Write out the entries, please, from the line containing "For the audit set, annotate each instance of the black" through their final line, exactly and with nothing else.

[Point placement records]
########
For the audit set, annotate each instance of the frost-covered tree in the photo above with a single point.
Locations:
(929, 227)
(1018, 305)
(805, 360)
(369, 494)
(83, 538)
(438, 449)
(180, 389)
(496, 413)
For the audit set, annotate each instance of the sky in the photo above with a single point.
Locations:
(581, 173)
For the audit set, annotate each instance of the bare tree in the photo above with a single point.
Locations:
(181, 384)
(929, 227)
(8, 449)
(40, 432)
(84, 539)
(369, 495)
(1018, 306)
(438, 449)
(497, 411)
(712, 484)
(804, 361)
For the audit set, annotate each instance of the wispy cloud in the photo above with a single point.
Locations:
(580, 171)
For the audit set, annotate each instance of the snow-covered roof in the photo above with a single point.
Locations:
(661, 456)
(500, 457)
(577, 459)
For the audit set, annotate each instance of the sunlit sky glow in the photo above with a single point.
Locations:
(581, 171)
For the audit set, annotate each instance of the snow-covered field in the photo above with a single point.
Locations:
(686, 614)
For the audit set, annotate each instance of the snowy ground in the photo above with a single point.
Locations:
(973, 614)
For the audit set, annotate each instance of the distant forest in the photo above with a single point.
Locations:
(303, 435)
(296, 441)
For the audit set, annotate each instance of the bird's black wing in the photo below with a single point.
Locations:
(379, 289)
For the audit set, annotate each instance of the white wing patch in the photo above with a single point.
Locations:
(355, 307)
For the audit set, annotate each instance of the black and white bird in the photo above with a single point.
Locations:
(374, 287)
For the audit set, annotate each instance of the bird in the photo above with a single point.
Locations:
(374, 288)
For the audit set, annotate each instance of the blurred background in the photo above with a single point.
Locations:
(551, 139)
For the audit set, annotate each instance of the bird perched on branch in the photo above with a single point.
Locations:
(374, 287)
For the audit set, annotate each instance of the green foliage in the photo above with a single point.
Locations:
########
:: Complete response ::
For the audit set, annotate each instance of the black and white bird in the photo above with a single point.
Locations:
(374, 287)
For the audit set, annotate each instance of the bird in the photo above with a single point.
Locations:
(374, 288)
For the audit set, annotate each instance of the blurred background in the photo above with a single point.
Locations:
(551, 139)
For the audit set, annotate each instance of the bird perched on branch in the photo above with a single point.
Locations:
(374, 287)
For the audit set, annotate each instance of the green foliage in the photo above with a single point.
Locations:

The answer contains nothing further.